::: INFORMATION PROVIDED :::

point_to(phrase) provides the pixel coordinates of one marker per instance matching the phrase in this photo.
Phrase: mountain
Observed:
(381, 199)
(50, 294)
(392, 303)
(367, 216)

:::

> WHAT YOU NEED TO DO
Could you print every record above exactly as it appears?

> WRITTEN SOLUTION
point_to(phrase) provides the pixel coordinates of one marker per instance matching the phrase in this photo.
Phrase: mountain
Observed:
(381, 199)
(50, 294)
(392, 303)
(367, 216)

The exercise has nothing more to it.